Point-per-instance localization data
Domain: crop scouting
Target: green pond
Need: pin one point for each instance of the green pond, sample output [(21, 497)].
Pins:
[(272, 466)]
* * *
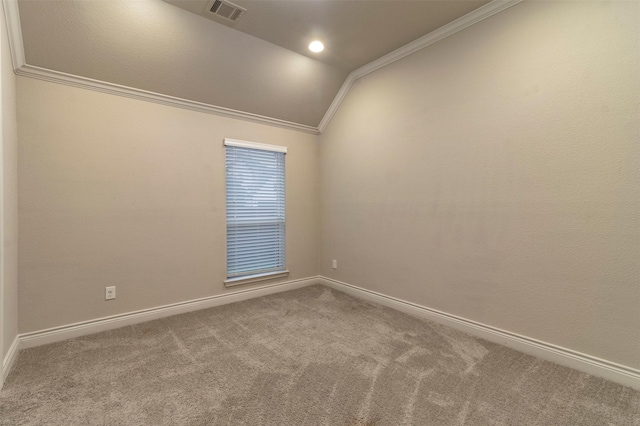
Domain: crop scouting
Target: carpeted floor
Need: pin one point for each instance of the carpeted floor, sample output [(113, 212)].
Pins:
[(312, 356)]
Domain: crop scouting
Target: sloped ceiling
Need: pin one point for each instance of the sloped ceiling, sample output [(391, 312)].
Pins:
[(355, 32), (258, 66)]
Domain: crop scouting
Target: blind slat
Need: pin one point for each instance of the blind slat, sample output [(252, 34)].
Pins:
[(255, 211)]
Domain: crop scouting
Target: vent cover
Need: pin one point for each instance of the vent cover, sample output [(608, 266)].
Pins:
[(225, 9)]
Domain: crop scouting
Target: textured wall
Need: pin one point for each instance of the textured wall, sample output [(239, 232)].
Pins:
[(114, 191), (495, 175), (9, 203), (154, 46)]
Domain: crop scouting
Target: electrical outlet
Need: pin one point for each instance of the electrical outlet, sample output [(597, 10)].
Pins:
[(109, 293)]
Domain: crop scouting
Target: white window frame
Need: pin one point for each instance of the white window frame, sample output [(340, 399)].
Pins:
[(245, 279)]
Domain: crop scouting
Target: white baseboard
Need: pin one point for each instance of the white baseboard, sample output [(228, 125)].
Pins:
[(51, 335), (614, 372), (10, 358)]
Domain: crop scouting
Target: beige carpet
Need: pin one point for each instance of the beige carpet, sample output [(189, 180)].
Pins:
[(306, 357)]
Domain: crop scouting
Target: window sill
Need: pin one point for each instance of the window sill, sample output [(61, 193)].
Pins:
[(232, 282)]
* * *
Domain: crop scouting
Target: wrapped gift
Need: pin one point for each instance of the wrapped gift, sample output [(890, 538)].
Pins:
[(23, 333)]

Task brief: The lines above that include "wall" should each be listed.

Result:
Target: textured wall
Need: pin one point for each instance of the textured wall, sample output [(239, 232)].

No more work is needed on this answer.